▸ THE DATA:
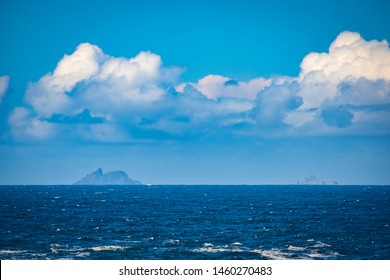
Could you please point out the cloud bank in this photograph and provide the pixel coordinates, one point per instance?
(96, 97)
(4, 80)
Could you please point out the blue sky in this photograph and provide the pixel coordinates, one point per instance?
(193, 92)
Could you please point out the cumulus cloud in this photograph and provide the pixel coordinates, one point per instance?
(97, 97)
(215, 86)
(350, 58)
(4, 80)
(274, 102)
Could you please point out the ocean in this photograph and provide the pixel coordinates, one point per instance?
(195, 222)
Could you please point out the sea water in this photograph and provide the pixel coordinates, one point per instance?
(195, 222)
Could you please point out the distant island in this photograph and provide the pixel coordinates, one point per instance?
(313, 180)
(110, 178)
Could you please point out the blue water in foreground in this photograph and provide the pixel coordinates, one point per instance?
(195, 222)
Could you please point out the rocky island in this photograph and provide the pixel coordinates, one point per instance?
(110, 178)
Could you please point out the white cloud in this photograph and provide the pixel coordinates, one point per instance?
(96, 97)
(350, 57)
(215, 86)
(88, 77)
(4, 81)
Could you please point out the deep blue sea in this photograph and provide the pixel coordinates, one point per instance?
(195, 222)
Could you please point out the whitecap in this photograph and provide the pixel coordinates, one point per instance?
(108, 248)
(320, 244)
(11, 251)
(273, 254)
(295, 248)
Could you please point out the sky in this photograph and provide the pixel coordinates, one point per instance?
(195, 92)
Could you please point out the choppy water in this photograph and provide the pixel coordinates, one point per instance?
(195, 222)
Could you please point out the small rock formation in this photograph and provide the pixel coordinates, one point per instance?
(313, 180)
(111, 178)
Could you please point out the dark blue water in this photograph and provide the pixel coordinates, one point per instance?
(195, 222)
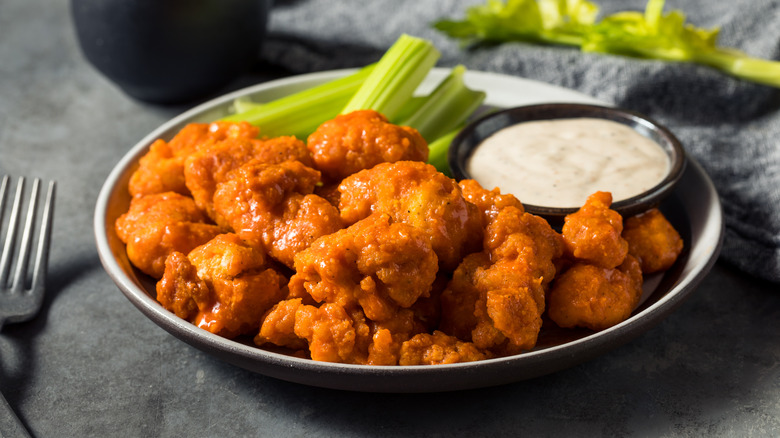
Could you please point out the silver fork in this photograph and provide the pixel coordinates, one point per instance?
(18, 301)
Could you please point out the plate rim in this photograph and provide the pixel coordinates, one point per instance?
(362, 377)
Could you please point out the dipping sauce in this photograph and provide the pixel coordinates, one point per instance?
(558, 163)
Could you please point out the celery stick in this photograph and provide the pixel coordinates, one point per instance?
(301, 113)
(439, 149)
(396, 76)
(651, 34)
(446, 107)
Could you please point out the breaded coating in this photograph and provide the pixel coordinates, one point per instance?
(223, 286)
(652, 240)
(375, 264)
(157, 225)
(417, 194)
(329, 331)
(489, 202)
(360, 140)
(271, 205)
(592, 234)
(162, 168)
(439, 348)
(526, 240)
(459, 299)
(594, 297)
(496, 297)
(207, 167)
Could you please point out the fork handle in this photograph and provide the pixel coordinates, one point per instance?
(10, 425)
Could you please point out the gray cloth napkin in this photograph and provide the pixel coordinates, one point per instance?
(730, 126)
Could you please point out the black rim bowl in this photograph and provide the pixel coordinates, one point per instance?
(475, 132)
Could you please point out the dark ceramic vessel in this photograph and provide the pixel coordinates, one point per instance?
(694, 209)
(470, 137)
(170, 51)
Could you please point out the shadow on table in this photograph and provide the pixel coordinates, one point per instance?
(718, 353)
(17, 363)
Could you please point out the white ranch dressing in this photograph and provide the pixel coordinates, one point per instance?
(559, 163)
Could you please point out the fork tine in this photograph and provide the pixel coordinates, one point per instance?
(3, 188)
(10, 237)
(22, 261)
(44, 240)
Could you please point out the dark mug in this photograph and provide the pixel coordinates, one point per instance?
(170, 51)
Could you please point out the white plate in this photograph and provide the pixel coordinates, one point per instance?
(693, 208)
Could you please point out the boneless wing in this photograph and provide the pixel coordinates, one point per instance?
(157, 225)
(223, 286)
(496, 297)
(375, 264)
(593, 233)
(652, 240)
(207, 167)
(360, 140)
(162, 168)
(418, 195)
(272, 206)
(595, 297)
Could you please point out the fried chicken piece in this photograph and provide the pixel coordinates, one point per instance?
(271, 205)
(330, 332)
(489, 202)
(376, 264)
(360, 140)
(496, 297)
(416, 194)
(439, 348)
(223, 286)
(652, 240)
(595, 297)
(592, 234)
(157, 225)
(459, 299)
(206, 168)
(162, 168)
(525, 239)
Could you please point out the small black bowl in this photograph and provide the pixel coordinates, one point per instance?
(170, 51)
(473, 134)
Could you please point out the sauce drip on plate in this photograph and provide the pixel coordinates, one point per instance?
(558, 163)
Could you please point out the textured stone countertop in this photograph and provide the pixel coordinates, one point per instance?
(92, 365)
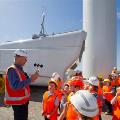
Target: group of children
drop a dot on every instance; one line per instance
(80, 99)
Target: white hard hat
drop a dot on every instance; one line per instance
(85, 103)
(93, 81)
(55, 76)
(21, 52)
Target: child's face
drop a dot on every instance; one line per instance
(51, 86)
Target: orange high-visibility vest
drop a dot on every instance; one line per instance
(16, 97)
(71, 113)
(116, 110)
(59, 93)
(48, 105)
(108, 96)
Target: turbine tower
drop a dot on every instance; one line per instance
(99, 21)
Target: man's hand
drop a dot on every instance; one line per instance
(34, 76)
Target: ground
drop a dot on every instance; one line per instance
(6, 112)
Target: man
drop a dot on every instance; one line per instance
(17, 91)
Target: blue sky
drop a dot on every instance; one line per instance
(19, 19)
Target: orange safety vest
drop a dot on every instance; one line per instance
(16, 97)
(108, 96)
(71, 113)
(68, 98)
(116, 110)
(48, 105)
(59, 93)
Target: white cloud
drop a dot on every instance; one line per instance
(118, 15)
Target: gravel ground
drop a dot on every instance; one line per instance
(6, 112)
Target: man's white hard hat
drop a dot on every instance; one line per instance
(93, 81)
(21, 52)
(55, 76)
(85, 103)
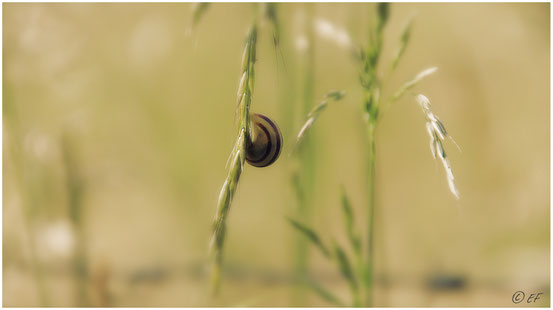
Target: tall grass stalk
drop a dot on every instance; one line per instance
(306, 174)
(75, 189)
(237, 156)
(28, 200)
(371, 103)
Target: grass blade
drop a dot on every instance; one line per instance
(349, 222)
(345, 266)
(403, 42)
(324, 293)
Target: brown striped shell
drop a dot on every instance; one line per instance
(264, 147)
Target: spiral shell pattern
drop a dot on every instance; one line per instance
(265, 147)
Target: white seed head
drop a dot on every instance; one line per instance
(437, 133)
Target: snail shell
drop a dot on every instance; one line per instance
(266, 142)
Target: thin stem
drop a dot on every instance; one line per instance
(307, 158)
(237, 157)
(371, 130)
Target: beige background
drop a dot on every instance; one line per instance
(151, 111)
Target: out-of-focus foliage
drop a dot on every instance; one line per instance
(150, 108)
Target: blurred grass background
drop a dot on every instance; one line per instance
(149, 113)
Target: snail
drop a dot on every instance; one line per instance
(264, 147)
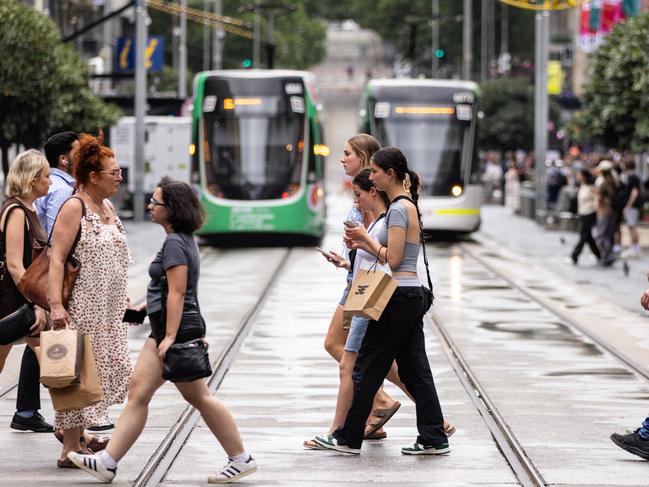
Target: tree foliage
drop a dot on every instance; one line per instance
(616, 98)
(43, 83)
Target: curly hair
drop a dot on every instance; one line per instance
(185, 212)
(87, 157)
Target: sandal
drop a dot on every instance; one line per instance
(385, 415)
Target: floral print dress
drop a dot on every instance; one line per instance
(96, 308)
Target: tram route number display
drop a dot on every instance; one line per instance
(251, 219)
(545, 4)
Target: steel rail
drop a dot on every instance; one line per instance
(565, 317)
(162, 459)
(519, 462)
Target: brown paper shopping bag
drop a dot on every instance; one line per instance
(61, 352)
(369, 293)
(84, 394)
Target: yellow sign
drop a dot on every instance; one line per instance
(545, 4)
(555, 77)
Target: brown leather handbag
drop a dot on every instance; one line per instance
(34, 282)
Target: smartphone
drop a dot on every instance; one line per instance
(325, 253)
(134, 316)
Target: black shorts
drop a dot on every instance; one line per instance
(191, 327)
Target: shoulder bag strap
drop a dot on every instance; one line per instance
(421, 238)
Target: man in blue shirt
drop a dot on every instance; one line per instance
(57, 150)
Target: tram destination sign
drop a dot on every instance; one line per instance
(545, 4)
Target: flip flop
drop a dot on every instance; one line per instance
(385, 415)
(377, 435)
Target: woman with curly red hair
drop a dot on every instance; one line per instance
(99, 298)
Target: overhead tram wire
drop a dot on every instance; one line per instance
(228, 24)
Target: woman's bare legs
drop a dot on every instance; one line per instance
(336, 336)
(215, 414)
(147, 378)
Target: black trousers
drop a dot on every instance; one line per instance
(586, 236)
(29, 387)
(398, 335)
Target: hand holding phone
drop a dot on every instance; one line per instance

▸ TASK PROMPT:
A complete answer lists each line of the data that holds the word "woman".

▸ RESULT FOR THIS TASK:
Target: woman with curly red hair
Target: woman's bare legs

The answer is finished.